*Exercício proposto*:
Transcreva sem alterações o trecho do texto sobre o sindicalismo no Grande ABC que começa em "Neste momento em" e termina em "de emagrecimento industrial.".

*Texto para leitura*:
● ● ●
A repercussão da ação sindical nos anos de rebeldia no Grande ABC, mais precisamente na década de 80, é menos crucial para explicar o esvaziamento econômico da região do que imaginam os simplistas de ocasião. Quando se procura graduar o impacto do sindicalismo bravio dos tempos de Lula da Silva e seus seguidores sobre o desempenho da economia do Grande ABC, normalmente há duas vias expressas e igualmente perigosas, porque propícias a aceleramentos em condições de risco de derrapagem. Do lado direito, execra-se o sindicalismo, considerando-o como agente principal da evasão industrial. De outro, esculpe-se perfil de absoluta isenção do sindicalismo na debandada empresarial.
São versões canhestras de oito ou 80. A razão está longe dos extremos também nesse caso.
Neste momento em que Lula da Silva se aproxima do sonho supremo da esquerda brasileira, é preciso colocar ordem no picadeiro de interpretações sobre o comportamento do sindicalismo no Grande ABC e até que ponto os exageros realmente cometidos pelos trabalhadores, em contraposição à intolerância de então dos empresários, influenciaram nosso processo de emagrecimento industrial.
Antes do arrazoado com que pretendemos demolir de vez alguns mitos e confirmar enunciados que já produzimos, embora sem nos ater a maiores profundidades, é preciso colocar uma realidade que tenho enfatizado exaustivamente com provas: os anos de sindicalismo abrasivo no Grande ABC fizeram menos estragos se comparados ao período de abertura econômica, moeda sobrevalorizada, juros estratosféricos e gestão voltada ao financeirismo — tudo patrocinado pelo governo Fernando Henrique Cardoso. O confronto não significa alinhamento aos propagadores da negação dos efeitos sindicais.
● ● ●
(Anotações de pontos em fotos)
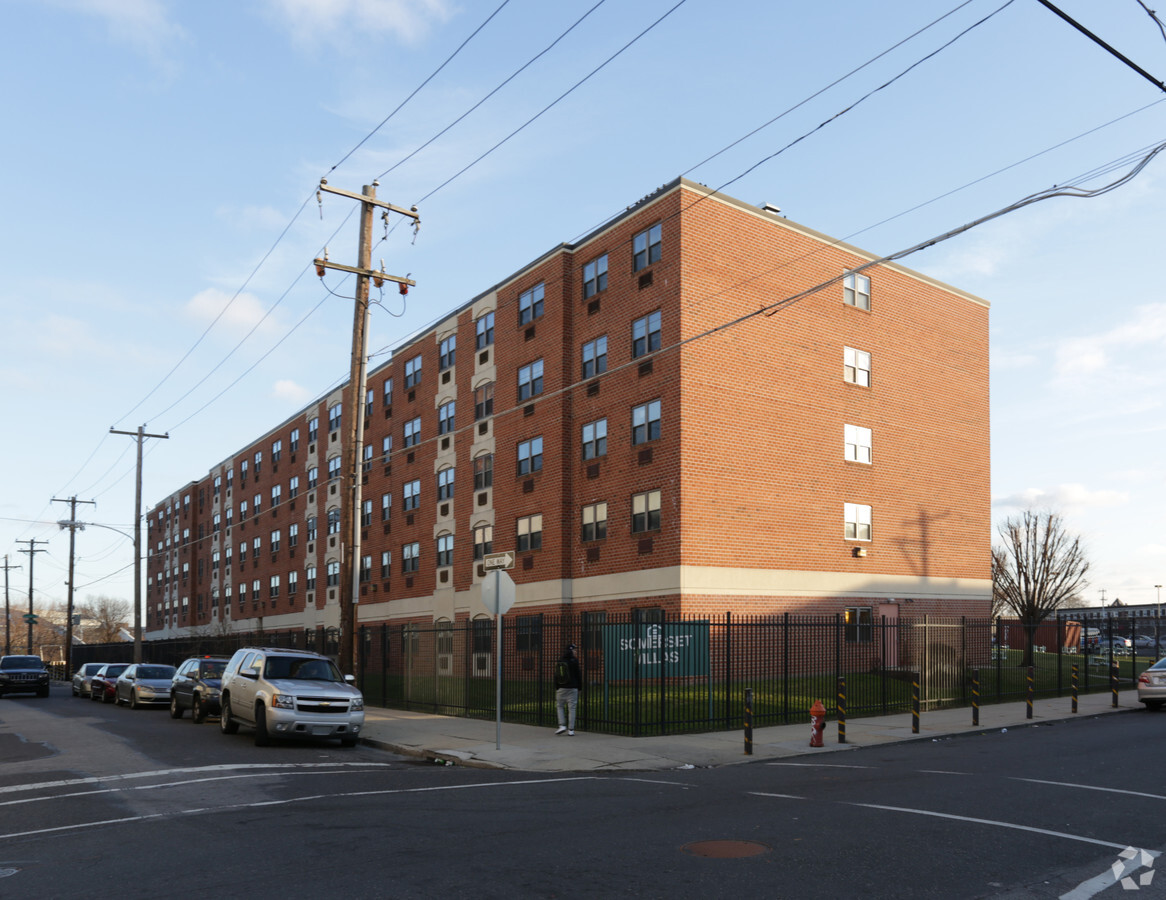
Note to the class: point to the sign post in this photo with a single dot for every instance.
(498, 595)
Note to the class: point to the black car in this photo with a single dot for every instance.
(23, 675)
(196, 687)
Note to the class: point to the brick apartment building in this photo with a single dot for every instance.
(623, 415)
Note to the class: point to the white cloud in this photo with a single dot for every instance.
(292, 392)
(144, 25)
(1065, 497)
(239, 315)
(310, 20)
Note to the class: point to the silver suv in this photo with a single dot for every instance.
(289, 694)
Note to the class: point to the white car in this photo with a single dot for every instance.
(289, 694)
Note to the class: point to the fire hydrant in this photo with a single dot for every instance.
(816, 723)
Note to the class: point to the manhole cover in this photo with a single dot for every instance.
(725, 849)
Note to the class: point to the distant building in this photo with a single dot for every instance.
(620, 416)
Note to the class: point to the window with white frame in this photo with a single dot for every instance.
(483, 400)
(857, 441)
(529, 303)
(646, 334)
(483, 541)
(646, 512)
(444, 550)
(483, 471)
(529, 533)
(411, 556)
(857, 521)
(595, 357)
(856, 290)
(445, 484)
(529, 380)
(646, 247)
(595, 522)
(646, 422)
(448, 352)
(595, 438)
(413, 372)
(595, 276)
(484, 330)
(856, 366)
(529, 456)
(857, 624)
(412, 494)
(413, 431)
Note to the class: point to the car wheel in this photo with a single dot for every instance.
(227, 725)
(261, 737)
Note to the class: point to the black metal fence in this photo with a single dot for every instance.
(689, 674)
(653, 675)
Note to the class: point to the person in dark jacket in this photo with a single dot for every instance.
(568, 681)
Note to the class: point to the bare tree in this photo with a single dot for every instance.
(105, 618)
(1037, 570)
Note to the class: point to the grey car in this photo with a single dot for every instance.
(1152, 686)
(144, 684)
(289, 694)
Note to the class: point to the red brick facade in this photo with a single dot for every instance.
(742, 403)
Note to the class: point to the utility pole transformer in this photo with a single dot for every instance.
(72, 525)
(32, 616)
(140, 434)
(358, 386)
(7, 609)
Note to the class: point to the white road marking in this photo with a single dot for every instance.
(258, 804)
(995, 823)
(1093, 787)
(106, 779)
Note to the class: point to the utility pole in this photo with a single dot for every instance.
(140, 434)
(32, 616)
(7, 610)
(72, 525)
(350, 562)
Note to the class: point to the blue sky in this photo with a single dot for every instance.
(155, 152)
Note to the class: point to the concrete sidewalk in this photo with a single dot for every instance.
(524, 747)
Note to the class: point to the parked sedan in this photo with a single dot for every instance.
(102, 683)
(196, 687)
(144, 684)
(1152, 686)
(82, 677)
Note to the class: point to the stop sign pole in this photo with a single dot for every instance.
(498, 596)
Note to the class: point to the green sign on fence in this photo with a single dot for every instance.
(658, 649)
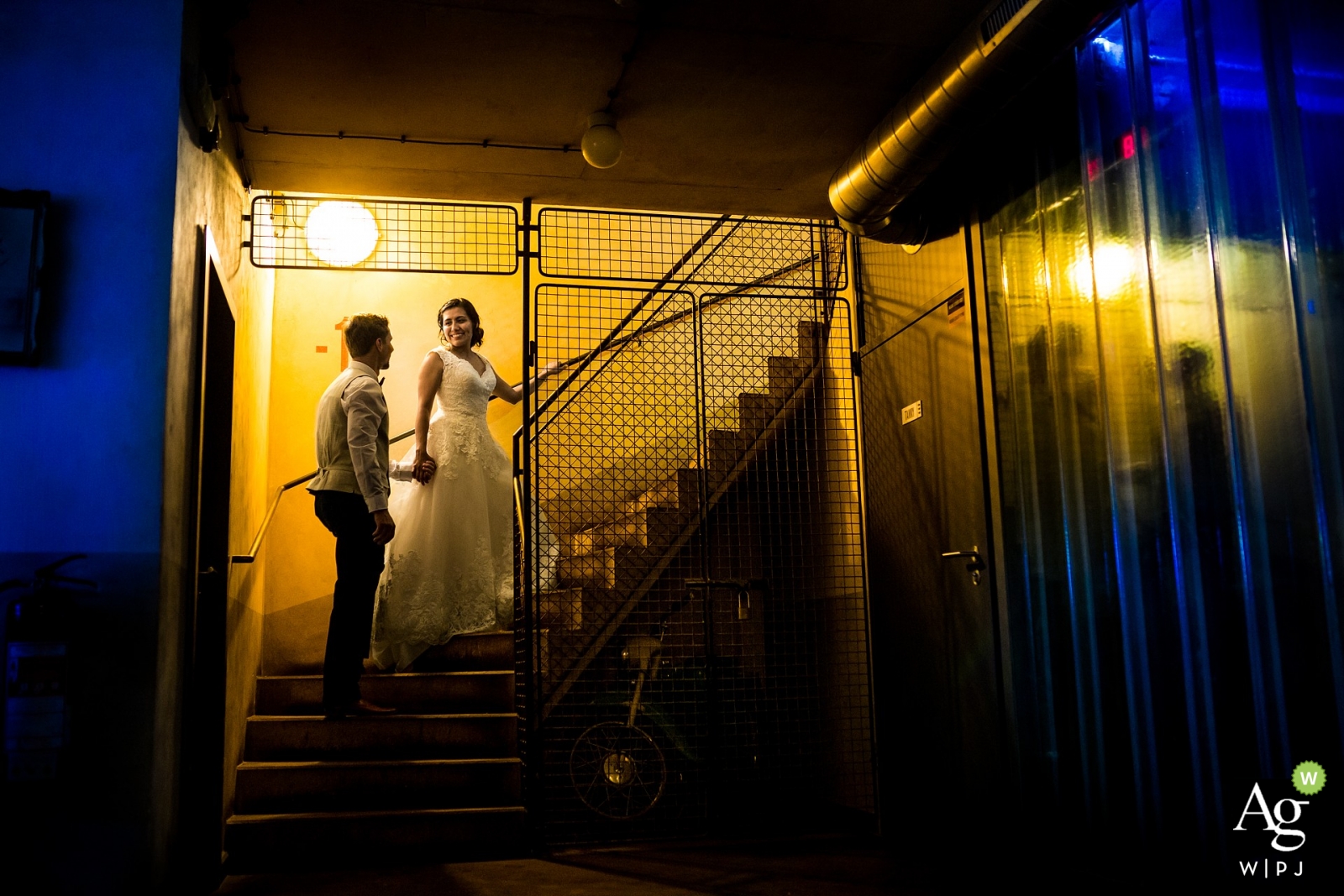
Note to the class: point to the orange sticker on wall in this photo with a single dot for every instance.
(956, 308)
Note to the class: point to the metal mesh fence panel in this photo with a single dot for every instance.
(691, 249)
(696, 578)
(381, 234)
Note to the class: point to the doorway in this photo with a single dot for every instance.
(203, 712)
(937, 680)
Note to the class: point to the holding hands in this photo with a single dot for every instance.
(423, 468)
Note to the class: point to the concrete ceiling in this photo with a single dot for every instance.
(725, 105)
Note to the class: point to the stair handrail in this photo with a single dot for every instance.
(611, 338)
(275, 504)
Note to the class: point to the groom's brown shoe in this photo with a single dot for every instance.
(366, 708)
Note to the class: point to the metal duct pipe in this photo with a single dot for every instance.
(1005, 46)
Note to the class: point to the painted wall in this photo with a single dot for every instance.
(91, 113)
(210, 194)
(306, 356)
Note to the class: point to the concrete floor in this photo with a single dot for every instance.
(811, 867)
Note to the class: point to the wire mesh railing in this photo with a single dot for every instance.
(696, 584)
(328, 233)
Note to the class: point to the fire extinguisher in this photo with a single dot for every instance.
(37, 647)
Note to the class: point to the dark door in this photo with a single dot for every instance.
(203, 716)
(927, 553)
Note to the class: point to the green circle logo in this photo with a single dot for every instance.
(1310, 778)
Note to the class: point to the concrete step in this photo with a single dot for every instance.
(407, 783)
(680, 492)
(561, 609)
(398, 736)
(647, 528)
(756, 410)
(785, 374)
(416, 692)
(811, 338)
(343, 839)
(725, 448)
(488, 651)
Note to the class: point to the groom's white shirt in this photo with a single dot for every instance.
(363, 437)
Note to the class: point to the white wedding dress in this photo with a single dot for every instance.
(450, 564)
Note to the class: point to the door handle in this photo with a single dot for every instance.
(976, 560)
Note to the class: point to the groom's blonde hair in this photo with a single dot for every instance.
(363, 331)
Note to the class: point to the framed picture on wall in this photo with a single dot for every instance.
(22, 223)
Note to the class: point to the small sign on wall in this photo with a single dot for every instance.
(956, 308)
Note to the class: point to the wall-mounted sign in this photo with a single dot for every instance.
(22, 217)
(956, 308)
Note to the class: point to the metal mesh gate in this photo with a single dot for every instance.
(692, 614)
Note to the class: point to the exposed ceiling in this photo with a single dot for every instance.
(725, 105)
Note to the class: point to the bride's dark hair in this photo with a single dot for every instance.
(477, 333)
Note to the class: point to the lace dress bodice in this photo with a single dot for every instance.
(457, 427)
(450, 564)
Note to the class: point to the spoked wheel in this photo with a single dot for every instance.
(617, 770)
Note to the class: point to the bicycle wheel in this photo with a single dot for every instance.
(617, 770)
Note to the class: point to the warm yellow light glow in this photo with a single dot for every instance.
(1113, 268)
(342, 233)
(602, 143)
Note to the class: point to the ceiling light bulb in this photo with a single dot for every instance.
(602, 141)
(342, 234)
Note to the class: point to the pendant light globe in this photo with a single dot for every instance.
(602, 143)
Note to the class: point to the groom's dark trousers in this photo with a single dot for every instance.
(358, 566)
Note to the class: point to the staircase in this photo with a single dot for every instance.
(437, 781)
(606, 566)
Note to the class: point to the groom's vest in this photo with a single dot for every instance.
(335, 468)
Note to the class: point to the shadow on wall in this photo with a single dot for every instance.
(295, 638)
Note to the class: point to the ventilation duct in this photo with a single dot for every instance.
(1005, 45)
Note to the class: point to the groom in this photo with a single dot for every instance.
(349, 496)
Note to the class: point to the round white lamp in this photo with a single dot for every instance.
(602, 141)
(342, 233)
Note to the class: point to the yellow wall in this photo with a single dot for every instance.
(210, 195)
(309, 304)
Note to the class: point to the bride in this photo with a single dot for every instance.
(450, 564)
● ● ●
*Resultado da tarefa*:
Neste momento em que Lula da Silva se aproxima do sonho supremo da esquerda brasileira, é preciso colocar ordem no picadeiro de interpretações sobre o comportamento do sindicalismo no Grande ABC e até que ponto os exageros realmente cometidos pelos trabalhadores, em contraposição à intolerância de então dos empresários, influenciaram nosso processo de emagrecimento industrial.